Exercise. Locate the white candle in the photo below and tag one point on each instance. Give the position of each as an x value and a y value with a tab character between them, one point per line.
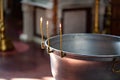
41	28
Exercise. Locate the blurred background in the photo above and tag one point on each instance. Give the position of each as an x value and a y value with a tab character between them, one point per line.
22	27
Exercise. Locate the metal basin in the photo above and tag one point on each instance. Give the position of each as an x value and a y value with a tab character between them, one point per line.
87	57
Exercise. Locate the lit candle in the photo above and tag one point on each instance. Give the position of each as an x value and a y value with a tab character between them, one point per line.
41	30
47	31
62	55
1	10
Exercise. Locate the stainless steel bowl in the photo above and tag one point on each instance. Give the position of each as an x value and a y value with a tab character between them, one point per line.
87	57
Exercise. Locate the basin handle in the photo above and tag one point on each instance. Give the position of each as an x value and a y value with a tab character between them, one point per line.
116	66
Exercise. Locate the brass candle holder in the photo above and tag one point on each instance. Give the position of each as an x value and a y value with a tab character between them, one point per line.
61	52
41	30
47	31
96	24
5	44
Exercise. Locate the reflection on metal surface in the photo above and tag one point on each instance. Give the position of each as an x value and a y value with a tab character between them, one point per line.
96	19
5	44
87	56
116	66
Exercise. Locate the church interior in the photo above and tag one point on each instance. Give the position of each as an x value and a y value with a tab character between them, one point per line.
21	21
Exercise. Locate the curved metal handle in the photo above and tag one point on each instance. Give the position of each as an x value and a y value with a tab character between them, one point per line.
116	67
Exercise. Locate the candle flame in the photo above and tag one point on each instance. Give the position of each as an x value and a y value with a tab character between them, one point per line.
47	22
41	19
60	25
● ● ● ●
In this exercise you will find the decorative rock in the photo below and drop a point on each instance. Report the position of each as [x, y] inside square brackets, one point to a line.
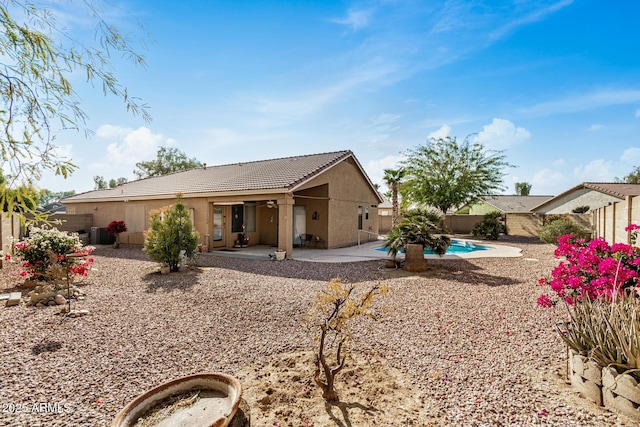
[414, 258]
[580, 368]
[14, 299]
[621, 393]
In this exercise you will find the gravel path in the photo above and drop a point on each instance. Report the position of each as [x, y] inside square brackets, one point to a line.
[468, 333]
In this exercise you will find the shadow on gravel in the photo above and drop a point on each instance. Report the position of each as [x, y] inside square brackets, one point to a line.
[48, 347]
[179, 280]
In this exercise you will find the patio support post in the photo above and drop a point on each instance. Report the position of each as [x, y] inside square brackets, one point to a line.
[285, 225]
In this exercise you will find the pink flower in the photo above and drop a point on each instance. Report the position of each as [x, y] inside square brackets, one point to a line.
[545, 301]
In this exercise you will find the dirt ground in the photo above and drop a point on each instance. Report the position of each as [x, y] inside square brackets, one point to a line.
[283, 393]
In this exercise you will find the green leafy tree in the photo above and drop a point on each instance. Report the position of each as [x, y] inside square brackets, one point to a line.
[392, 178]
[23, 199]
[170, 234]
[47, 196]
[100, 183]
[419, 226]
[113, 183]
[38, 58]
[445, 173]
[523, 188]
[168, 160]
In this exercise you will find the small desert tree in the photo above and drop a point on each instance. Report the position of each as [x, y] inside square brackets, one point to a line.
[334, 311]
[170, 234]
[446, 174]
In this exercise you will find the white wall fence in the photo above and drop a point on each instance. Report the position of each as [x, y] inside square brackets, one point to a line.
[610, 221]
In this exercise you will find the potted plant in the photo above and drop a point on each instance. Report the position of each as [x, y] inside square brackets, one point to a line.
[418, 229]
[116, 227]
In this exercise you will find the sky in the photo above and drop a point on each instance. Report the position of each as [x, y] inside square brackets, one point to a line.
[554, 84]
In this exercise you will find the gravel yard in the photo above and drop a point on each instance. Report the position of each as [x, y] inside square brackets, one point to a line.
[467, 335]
● ● ● ●
→ Goal: Collect and copy in full every line of the data above that contains the string "wall". Matching is case-sensitive.

→ Task solution:
In this exercise you will find the white wall fence in the photo above and drop a point on each instance. Report the position of each as [x, y] inside square brackets, one point to a line.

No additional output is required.